Passage for review ->
Dutch designer Daan Roosegaarde has launched a Kickstarter campaign to fund what he describes as the largest air-purifier in the world (+ movie).
The designer's aim is to create pockets of clean air in cities that suffer from hazardous levels of pollution, in the hope that this will lead to entire urban areas becoming smog free.
Building on his pollution-eating vacuum cleaner, Roosegaarde has designed a tower that sucks in polluted air and emits it back out into the immediate surroundings as clean air.
The Smog Free Tower has been under development for three years. It employs the same technique that is used to purify the air in hospitals, but on a much larger scale.
"The Smog Free tower allows people to breathe and experience what clean air in a city really means," said Roosegaarde.
"In some cities, this pollution is visible. In others, air pollutants and smog may be invisible, but the impact on our daily lives and health is very real."
A scale model shows that the tower will measure approximately four times the height of a person.
The smog is sucked in through its top, then the purified air is released through vents on the four sides.
"We believe that the Smog Free Tower provides a unique opportunity to get people to understand the issue of air pollution through direct experience," said the designer.
"The bubble of clean air that the Smog Free Tower generates will be a place that brings people together to work and think about how we can free our cities of smog."
The crowdfunding campaign has been launched to fund a pilot project in Rotterdam, with the aim for it to then travel to cities including Beijing, Paris, Los Angeles and Mexico City.

[Dataset items]
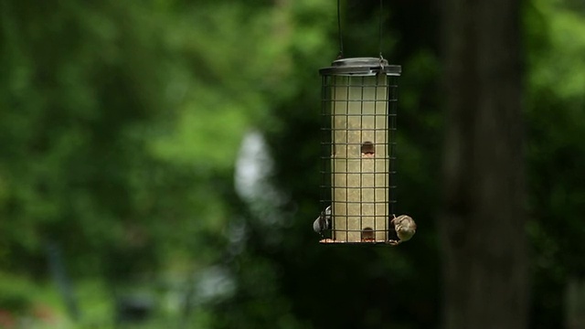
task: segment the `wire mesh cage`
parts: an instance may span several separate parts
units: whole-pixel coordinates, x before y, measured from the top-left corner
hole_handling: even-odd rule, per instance
[[[396,239],[396,115],[401,67],[344,58],[322,77],[322,243]]]

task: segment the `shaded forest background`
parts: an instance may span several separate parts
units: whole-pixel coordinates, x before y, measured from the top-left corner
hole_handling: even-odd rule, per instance
[[[1,2],[0,327],[440,327],[441,2],[341,4],[402,65],[399,248],[311,228],[335,1]],[[585,5],[519,24],[528,327],[583,328]]]

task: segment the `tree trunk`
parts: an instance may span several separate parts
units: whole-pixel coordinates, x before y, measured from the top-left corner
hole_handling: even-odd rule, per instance
[[[526,328],[520,2],[442,8],[443,328]]]

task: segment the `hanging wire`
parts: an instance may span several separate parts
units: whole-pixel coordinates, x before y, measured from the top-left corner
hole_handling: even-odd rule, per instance
[[[379,26],[378,26],[378,47],[379,47],[379,51],[380,51],[380,61],[382,59],[384,59],[384,58],[382,57],[382,16],[383,16],[383,11],[382,11],[382,0],[380,0],[380,14],[379,14]]]
[[[337,32],[339,33],[339,54],[337,59],[344,58],[344,38],[341,33],[341,9],[339,3],[341,0],[337,0]]]

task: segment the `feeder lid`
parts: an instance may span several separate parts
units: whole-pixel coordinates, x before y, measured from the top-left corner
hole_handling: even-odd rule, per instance
[[[379,58],[355,58],[335,60],[331,67],[319,69],[321,75],[386,75],[399,76],[402,67],[388,65],[388,60]]]

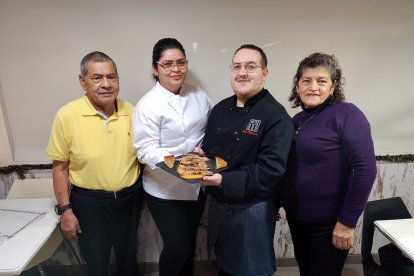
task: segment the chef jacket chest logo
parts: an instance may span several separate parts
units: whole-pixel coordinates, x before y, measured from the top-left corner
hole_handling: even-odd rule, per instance
[[[262,120],[250,119],[249,123],[247,124],[246,129],[243,130],[243,133],[257,136],[258,135],[257,132],[259,131],[261,122]]]

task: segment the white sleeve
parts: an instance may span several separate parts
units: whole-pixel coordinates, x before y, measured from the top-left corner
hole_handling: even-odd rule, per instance
[[[138,103],[134,108],[134,148],[139,162],[151,167],[169,154],[167,149],[160,147],[160,123],[159,118],[144,105]]]

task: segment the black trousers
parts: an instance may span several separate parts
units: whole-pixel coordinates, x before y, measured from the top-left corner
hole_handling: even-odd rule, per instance
[[[144,194],[164,242],[159,275],[193,275],[197,229],[204,210],[205,193],[200,189],[197,201],[166,200]]]
[[[332,244],[333,224],[313,224],[287,217],[301,276],[341,276],[349,250]]]
[[[138,275],[137,231],[142,191],[142,186],[137,185],[127,195],[109,198],[72,190],[70,200],[82,230],[78,242],[88,275],[108,275],[112,248],[117,275]]]

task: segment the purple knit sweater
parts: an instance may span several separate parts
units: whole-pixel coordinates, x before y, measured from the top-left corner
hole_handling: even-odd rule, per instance
[[[304,110],[295,129],[284,185],[288,216],[355,227],[376,175],[370,125],[351,103]]]

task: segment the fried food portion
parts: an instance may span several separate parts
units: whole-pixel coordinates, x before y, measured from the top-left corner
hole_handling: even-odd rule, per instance
[[[175,156],[174,155],[166,155],[164,156],[164,163],[167,165],[168,168],[174,168],[175,164]]]
[[[216,156],[216,169],[227,167],[227,161],[223,158]]]
[[[180,159],[177,172],[182,178],[194,179],[202,178],[206,175],[213,175],[213,172],[207,165],[208,159],[194,153],[184,154]]]

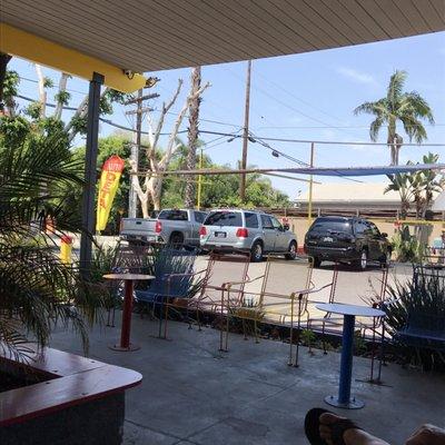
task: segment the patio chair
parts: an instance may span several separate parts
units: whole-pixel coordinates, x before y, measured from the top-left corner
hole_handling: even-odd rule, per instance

Problem set ->
1) In the article on the Smog Free Tower, condense the paragraph beginning "The Smog Free Tower has been under development" into one shorter sentence that keeps its main facts.
2) Pick up the article on the Smog Free Tower after its final sentence and continue it.
The rows are separate material and have no connection to the article on the Smog Free Tower.

Answers for this exercise ->
1) Three years in development, the Smog Free Tower uses hospital air-purifying technology on a much larger scale.

2)
Related content: see more from Daan Roosegaarde
The Kickstarter campaign has raised over €38,000 (£27,000) towards its €50,000 (£35,000) target at the time of publishing, with 40 days left.
As a reward for backers, Roosegaarde has created rings and cufflinks set with cubes of "smog particles" collected by the tower, which are contained within larger cubes of resin.
The tiny cubes contain the amount of pollution dredged from 1,000 cubic metres of air. The designer claims that the tower will be able to harvest enough pollution to create 3,500 Smog Free Cubes every day.
Roosegaarde first unveiled his "electronic vacuum cleaner" concept to remove smog from skies in 2013.
"One day I woke up and became fascinated with pollution," said the designer in a video for the Kickstarter campaign. "It's really weird that we accept it as something normal."
His more recent projects include illuminating a Dutch road surface using solar power and creating a glowing cycle path.